In ogni caso, se in 20 anni il numero dei dipendenti pubblici si è abbassato così drasticamente, ciò non può essere frutto del solo caso.Si tratta, a ben vedere, invece di una scelta molto precisa adottata proprio all’inizio del secolo e maggiormente ancorata a partire dal 2010, quando divenne molto profonda, in Italia, la crisi dei subprime diffusasi due anni prima.

Il tutto è legato alle regole di finanza pubblica disposte dall’Ue. L’Italia risente da sempre di una bassa crescita del Pil, come noto, che rende molto difficile mantenere un quantitativo di dipendenti pubblici anche solo lontanamente paragonabile a quelli in servizio presso i principali Paesi competitori. Il seguente grafico, sempre estratto dalla ricerca, evidenzia il gap:



Il fatto è che l’Italia non può materialmente permettersi una spesa più alta di quanto già non sostenga per il lavoro pubblico e sin dai primi anni del 2000, infatti, ha adottato una serie di vincoli sia al turnover, sia alla contrattazione collettiva, che combinati tra loro hanno portato agli esiti ora sotto gli occhi di tutti. Nel 2010, poi, queste restrizioni vennero portate al parossismo dal d.l. 78/2010 che ha determinato 6 anni di stasi totale della contrattazione collettiva, ritenuta successivamente incostituzionale dalla sentenza della Consulta 178/2015.

Ma, nel 2010, in sostanza, si scelse di fare fronte alla formidabile crisi finanziaria di quegli anni non adottando le misure drastiche di Irlanda o Grecia, ove si giunse al licenziamento immediato di centinaia di migliaia di dipendenti pubblici. Si disposero blocchi molto forti alle assunzioni, ben consci che tra il 2019 e il 2024 circa 500.000 dipendenti pubblici sarebbero cessati dal servizio, così da giungere senza scossoni alla forte riduzione di dipendenti che, in effetti, adesso si riscontra.

La riforma fallimentare e disastrosa delle province ha tenuto bloccate le assunzioni per altri due anni fino al 2017 e solo dal 2019 le Pa possono assumere, pur tra moltissimi limiti e condizioni da rispettare, anche oltre il 100% del turnover, proprio quando, però, è scattata “quota 100”.

In sostanza, il bacino che contiene i dipendenti pubblici è come fosse bucato: il flusso dei nuovi assunti è inferiore al flusso del personale che esce. E difficilmente le cose potranno cambiare. Si ha un bel parlare del problema, certo esistente, della “attrattività” del lavoro pubblico, a sua volta attestato dalla ricerca, che conferma la riduzione drastica del numero dei candidati nei concorsi e le frequenti rinunce alle assunzioni.

Sta di fatto che il Documento di economia e finanza illustra un quadro a tinte fosche, dal quale si evince che ben difficilmente il trend si potrà modificare:

Come si nota, la spesa complessiva per il lavoro pubblico rimane praticamente in valori assoluti fino al 2026, ma si abbassa gradualmente dal 17% circa del totale al 16,8% del 2026.

Segno che o i contratti collettivi resteranno bloccati per un bel po’ (cosa che non aiuta certo a rendere “attrattiva” la Pa), oppure che proseguirà un flusso di uscita dei dipendenti pubblici molto maggiore di quello in entrata, per garantire un minimo di controllo a una voce di spesa tendenzialmente fissa e, quindi, molto incidente sul totale.

Il rischio, ovviamente, è che l’età media dei dipendenti pubblici, molto alta e superiore ai 50 anni, continui a crescere, insieme con l’obsolescenza delle competenze. In aggiunta, una riduzione ulteriore del numero dei dipendenti può ulteriormente incidere sulla qualità dei servizi: nella sanità e nei servizi sociali il problema, già latente, è risultato in tutta la sua gravità nel corso del pieno della pandemia.

L’inversione del trend potrebbe avvenire solo a patto di una crescita del Pil molto maggiore di quella prevista e con una riduzione altrettanto clamorosa della spesa per interessi e previdenziale.

Materiale estratto »

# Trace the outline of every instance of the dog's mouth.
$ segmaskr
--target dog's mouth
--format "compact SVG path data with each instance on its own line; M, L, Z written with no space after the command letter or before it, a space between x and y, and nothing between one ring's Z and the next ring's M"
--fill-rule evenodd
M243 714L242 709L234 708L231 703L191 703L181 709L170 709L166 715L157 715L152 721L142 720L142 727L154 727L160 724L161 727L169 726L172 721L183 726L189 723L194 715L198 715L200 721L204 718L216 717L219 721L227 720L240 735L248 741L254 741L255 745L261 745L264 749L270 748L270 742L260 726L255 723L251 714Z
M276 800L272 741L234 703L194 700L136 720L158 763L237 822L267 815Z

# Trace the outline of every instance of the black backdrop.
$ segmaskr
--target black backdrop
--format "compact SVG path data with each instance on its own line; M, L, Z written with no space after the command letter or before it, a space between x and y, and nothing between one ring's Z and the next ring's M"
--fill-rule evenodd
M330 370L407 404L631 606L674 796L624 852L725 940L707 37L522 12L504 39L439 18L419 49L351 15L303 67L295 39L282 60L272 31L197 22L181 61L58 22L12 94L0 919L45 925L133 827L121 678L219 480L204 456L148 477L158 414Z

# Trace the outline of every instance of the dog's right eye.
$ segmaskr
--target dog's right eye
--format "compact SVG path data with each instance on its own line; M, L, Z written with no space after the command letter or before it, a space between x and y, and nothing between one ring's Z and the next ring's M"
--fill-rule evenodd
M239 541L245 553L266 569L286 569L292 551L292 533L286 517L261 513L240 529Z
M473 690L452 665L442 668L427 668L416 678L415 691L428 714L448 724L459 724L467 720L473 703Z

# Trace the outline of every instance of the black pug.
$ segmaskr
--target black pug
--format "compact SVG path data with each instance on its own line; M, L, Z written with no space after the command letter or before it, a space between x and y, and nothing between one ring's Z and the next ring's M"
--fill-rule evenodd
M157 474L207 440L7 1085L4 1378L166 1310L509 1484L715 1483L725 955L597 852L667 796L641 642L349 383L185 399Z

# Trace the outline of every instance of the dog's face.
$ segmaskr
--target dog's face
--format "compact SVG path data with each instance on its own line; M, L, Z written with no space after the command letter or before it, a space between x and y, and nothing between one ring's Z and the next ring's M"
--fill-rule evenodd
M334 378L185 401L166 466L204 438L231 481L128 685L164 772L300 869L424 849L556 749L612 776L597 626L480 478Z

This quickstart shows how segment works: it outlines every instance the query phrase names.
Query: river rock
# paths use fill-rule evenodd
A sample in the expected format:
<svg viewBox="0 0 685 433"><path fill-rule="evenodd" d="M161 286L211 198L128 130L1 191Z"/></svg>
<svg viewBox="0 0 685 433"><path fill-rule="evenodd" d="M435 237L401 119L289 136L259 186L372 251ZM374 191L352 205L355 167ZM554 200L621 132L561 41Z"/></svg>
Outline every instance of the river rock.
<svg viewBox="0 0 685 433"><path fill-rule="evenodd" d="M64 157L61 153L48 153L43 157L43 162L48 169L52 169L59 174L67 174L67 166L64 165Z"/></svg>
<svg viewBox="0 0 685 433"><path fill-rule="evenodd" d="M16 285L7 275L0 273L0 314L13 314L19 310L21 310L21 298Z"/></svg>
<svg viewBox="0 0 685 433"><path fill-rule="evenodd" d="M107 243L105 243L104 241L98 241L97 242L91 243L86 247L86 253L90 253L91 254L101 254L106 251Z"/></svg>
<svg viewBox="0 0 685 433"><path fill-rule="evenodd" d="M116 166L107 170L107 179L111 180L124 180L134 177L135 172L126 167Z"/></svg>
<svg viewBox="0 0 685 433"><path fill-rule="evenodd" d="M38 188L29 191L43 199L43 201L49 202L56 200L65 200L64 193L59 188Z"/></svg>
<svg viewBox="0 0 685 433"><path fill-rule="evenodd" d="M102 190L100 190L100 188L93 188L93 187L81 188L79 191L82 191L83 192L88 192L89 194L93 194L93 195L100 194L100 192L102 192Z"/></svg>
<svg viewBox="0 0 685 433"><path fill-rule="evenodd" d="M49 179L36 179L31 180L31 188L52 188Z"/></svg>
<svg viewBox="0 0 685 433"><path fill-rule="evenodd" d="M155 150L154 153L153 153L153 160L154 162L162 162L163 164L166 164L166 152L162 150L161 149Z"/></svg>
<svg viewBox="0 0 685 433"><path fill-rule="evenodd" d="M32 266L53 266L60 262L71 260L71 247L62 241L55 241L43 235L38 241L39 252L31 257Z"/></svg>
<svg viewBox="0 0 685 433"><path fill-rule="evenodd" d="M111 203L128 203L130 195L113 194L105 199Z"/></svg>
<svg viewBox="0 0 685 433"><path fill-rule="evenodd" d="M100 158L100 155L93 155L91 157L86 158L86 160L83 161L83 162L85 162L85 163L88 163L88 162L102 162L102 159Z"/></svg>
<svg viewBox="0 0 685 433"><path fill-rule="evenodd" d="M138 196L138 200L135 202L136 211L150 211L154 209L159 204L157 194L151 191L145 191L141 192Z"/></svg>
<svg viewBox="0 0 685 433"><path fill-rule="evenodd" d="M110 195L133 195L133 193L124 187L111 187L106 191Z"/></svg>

Consegna » Nel brano sui dipendenti pubblici, perché nel 2010 l'Italia affrontò la crisi finanziaria con forti blocchi alle assunzioni anziché con licenziamenti immediati come in Irlanda o Grecia? Rispondi in una-tre frasi.

La tua soluzione » Si sapeva che tra il 2019 e il 2024 circa 500.000 dipendenti pubblici sarebbero cessati dal servizio. Bloccando le assunzioni si poteva quindi arrivare senza scossoni alla forte riduzione del personale, evitando il licenziamento immediato di centinaia di migliaia di dipendenti.